▶ [EXERCISES]
a: In the article about Timmy Fanco's half marathon, on what date did his accident happen?
b: Please continue the article about Timmy Fanco's half marathon after its final sentence.

--- DOCUMENT SEGMENT Enclosed Below ---

GRAND RAPIDS, Mich. (WOOD) — With tears in their eyes, 12-year old Timmy Fanco and his family crossed the finish line at the Grand Rapids Half Marathon.

The start of the 13.1 mile race began four months ago when Timmy was unresponsive in a coma at Helen DeVos Children’s Hospital. He was in a terrible T-bone accident on June 10.

Doctors told his family there was a chance he wouldn’t survive.

After he did, they said it’s likely he’ll remain in an unresponsive state for the remainder of his life. He had suffered bilateral fractures of his femurs, a broken jaw, wrist and arms, and had a level-three traumatic brain injury that impacted the brain stem.

As Timmy began to defy the diagnosis, he started to regain his movements slowly. Then came his words. And one of the first thoughts out of his mouth according to his mother, Liz Fanco, was “how many weeks until the half marathon?”

“He was very insistent with his therapist and with his orthopedic surgeon that, ‘I’m running a half marathon on October 16th. So I need to be able to use my legs by then,” Liz Fanco said before the race.

The Fanco family poses after the Grand Rapids Half Marathon. (Courtesy Liz Fanco)

On Sunday, Timmy pushed through the cramps, the pain in his hips caused by the anchors that hold the two metal rods in his femurs, and the fact that his training was limited due to the accident and the amount of weight baring he could put on himself.

“For me, it felt like the culmination of Timmy’s recovery,” his mom said. “Even though he’s not 100% back to pre-accident ability, this race was the goal he set his sights on as soon as he woke up from the coma. He signed up for it last October, the night before he ran the 221 half marathon. He was determined to do it and my job was to support that goal, help him train, and be there to guide him through the process.”

At around mile 4 was the first moment of emotion. They were running on Monroe, across Michigan Street and could see the children’s hospital. Timmy pointed out to his mom that was the hospital where he spent the early days after his accident. He spent a combined six weeks between Helen DeVos and Mary Free Bed Rehabilitation Hospital. That’s when Liz Fanco says she first cried.

--- End of Enclosed DOCUMENT SEGMENT ---
--- DATASET EXCERPTS Enclosed Below ---

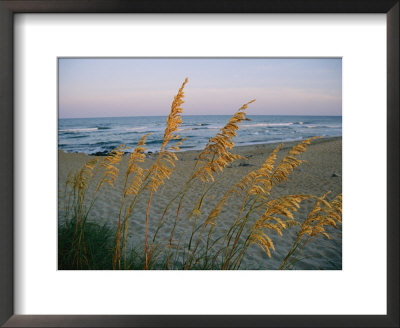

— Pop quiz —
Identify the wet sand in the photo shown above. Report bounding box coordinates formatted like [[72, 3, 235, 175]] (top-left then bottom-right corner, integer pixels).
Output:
[[58, 137, 342, 270]]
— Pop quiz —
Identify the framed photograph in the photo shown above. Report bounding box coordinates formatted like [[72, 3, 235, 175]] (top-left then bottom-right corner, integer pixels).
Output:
[[0, 0, 399, 327]]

--- End of Enclosed DATASET EXCERPTS ---

▶ [TASK-BY-TASK OUTPUTS]
a: June 10.

b:
“I looked at the lights all lit up on the 8th floor and just lost it emotionally. Four months ago yesterday he was still laying in a coma in one of those rooms and there he was next to me, racing me across the street and waving to the police officers directing traffic,” Liz Fanco said.

There were some very hard miles along the way and some stopping they had to do to stretch out tight, cramped muscles. But the most powerful moment came at mile 11. Timmy was physically spent. This was the furthest distance he had run since the accident and there was still 2.1 miles to go. Off in the distance he noticed a group of school buddies holding signs and cheering him on. It was just the boost he needed to get to the finish.

“They ran and walked with him from mile 11 until just before the finish line,” mom said. “When his legs were about to give out from cramps, they helped carry him. It was amazing to see a bunch of 11- to 12-year-old boys supporting their friend, physically and emotionally, like that.”

Timmy’s next race will be the Zombie Dash Halloween 5k at Cannonsburg. The next race the Fancos plan to do as an entire family is the Turkey Trot on Thanksgiving. Timmy hopes by then he’ll be able to run start to finish without any breaks. He starts training for that with his mom on Tuesday.